═════ PAGE

January 22, 2005

ESSAY

I had heard about Ahmad Al-Qloushi before -- the Kuwaiti student whose college political science professor in California failed his pro-US paper and told him to get psychiatric counseling -- but until I read this post at the Rottweiler, I didn't know I could actually read Al-Qloushi's essay. The English teacher in me was intrigued.

A lot of people in the 'sphere, political science profs included, said they also would have given the essay an F. Several commenters have expressed the idea that if a student can't perform at a higher level than Al-Qloushi, he has no business being in college. That brings up a very delicate issue that I struggle with every day.

The university I work for is specifically designed for soldiers. There are no requirements of any kind for entrance, other than a high school diploma or GED. No ACT, no SAT, no high school transcript; if you want in, you're in. Some of our students are very bright, others are not. Some want to get an education, others want promotion points and couldn't care less about the content of the class. Some, I hate to say, probably have no business being in college, but they are.

So when I grade their essays, by what standard should I grade them? By my own, based on my classes at Truman State University? By a universal standard of Perfect Writing, as if that exists? Or by the standard of other students and how they match up to each other and what we've learned in the class? I generally have taken the latter approach, for better or for worse. I don't know of any other way to grade them; I walk the fine line between grade inflation and concrete benchmarks every day. I teach them structure, and if they follow it (or attempt), they do well. My students do not leave my class thinking like Den Beste or writing like Lileks, but hopefully they leave my class a little better than they came in.

══════════

__WHAT TO WORK ON__:
Please copy out the post about grading student essays in full, word for word.

═════ LISTED ENTRIES

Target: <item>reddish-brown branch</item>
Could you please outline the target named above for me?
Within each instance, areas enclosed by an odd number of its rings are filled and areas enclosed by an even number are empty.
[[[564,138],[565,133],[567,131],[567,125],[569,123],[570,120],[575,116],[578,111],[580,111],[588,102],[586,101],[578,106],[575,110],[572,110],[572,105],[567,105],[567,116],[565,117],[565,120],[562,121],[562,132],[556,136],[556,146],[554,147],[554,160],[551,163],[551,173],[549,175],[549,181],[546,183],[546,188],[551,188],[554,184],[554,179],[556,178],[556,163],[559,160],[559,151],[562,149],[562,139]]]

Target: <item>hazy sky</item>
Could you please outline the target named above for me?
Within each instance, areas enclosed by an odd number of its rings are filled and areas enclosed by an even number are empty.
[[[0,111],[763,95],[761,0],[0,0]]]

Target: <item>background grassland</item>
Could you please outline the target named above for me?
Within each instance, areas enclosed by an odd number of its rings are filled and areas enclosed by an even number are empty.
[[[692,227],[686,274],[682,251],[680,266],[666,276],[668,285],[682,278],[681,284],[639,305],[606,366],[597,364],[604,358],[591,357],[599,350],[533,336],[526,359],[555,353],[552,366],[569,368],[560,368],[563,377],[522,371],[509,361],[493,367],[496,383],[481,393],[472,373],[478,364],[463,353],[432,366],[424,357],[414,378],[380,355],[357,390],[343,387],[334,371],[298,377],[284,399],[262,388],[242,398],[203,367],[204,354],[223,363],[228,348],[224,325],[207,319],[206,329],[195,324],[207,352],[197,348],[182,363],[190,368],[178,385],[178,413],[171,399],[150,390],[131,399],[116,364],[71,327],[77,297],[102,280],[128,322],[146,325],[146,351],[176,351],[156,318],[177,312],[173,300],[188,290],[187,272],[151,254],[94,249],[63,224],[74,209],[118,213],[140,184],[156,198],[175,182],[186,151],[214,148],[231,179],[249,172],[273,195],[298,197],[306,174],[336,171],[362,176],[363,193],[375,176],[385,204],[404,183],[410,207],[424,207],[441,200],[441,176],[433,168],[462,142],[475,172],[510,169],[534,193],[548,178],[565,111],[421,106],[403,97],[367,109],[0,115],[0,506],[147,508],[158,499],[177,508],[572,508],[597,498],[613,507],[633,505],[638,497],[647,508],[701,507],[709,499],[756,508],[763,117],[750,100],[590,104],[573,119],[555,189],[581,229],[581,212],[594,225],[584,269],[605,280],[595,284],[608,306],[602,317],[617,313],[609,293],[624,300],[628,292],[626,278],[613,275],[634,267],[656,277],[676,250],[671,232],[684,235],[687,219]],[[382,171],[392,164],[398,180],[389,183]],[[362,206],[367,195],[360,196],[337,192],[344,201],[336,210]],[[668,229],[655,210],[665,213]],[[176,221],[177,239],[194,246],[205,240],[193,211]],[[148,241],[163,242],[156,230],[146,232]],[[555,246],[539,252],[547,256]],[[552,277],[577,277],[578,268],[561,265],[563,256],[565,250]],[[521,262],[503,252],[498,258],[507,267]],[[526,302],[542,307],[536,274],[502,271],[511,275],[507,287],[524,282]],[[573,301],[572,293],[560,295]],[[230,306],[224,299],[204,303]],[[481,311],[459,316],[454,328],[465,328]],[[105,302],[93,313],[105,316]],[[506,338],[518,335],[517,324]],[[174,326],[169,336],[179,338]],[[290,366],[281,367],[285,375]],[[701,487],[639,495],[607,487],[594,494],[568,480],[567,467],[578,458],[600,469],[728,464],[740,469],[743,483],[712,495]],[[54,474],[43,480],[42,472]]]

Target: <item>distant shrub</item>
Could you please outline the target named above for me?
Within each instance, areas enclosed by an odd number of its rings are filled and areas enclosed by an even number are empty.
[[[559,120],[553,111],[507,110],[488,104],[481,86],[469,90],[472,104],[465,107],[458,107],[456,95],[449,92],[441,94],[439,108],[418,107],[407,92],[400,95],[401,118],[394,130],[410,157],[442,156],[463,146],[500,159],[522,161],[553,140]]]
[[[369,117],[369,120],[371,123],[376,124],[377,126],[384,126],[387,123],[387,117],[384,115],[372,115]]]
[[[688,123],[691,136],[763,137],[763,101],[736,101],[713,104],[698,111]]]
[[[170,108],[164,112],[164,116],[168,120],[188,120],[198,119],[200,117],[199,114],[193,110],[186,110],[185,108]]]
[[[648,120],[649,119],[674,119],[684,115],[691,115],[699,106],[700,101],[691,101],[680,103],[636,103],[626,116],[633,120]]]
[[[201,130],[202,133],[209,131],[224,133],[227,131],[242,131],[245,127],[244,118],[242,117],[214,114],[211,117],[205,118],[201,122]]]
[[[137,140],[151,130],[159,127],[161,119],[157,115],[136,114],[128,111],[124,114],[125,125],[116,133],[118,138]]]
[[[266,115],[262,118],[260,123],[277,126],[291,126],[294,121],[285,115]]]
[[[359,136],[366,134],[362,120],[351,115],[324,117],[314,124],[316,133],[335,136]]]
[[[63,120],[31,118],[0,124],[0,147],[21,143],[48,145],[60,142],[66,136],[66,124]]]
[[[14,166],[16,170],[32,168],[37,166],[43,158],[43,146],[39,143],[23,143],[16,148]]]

══════════

__TASK OUTPUT__:
January 22, 2005

ESSAY

I had heard about Ahmad Al-Qloushi before -- the Kuwaiti student whose college political science professor in California failed his pro-US paper and told him to get psychiatric counseling -- but until I read this post at the Rottweiler, I didn't know I could actually read Al-Qloushi's essay. The English teacher in me was intrigued.

A lot of people in the 'sphere, political science profs included, said they also would have given the essay an F. Several commenters have expressed the idea that if a student can't perform at a higher level than Al-Qloushi, he has no business being in college. That brings up a very delicate issue that I struggle with every day.

The university I work for is specifically designed for soldiers. There are no requirements of any kind for entrance, other than a high school diploma or GED. No ACT, no SAT, no high school transcript; if you want in, you're in. Some of our students are very bright, others are not. Some want to get an education, others want promotion points and couldn't care less about the content of the class. Some, I hate to say, probably have no business being in college, but they are.

So when I grade their essays, by what standard should I grade them? By my own, based on my classes at Truman State University? By a universal standard of Perfect Writing, as if that exists? Or by the standard of other students and how they match up to each other and what we've learned in the class? I generally have taken the latter approach, for better or for worse. I don't know of any other way to grade them; I walk the fine line between grade inflation and concrete benchmarks every day. I teach them structure, and if they follow it (or attempt), they do well. My students do not leave my class thinking like Den Beste or writing like Lileks, but hopefully they leave my class a little better than they came in.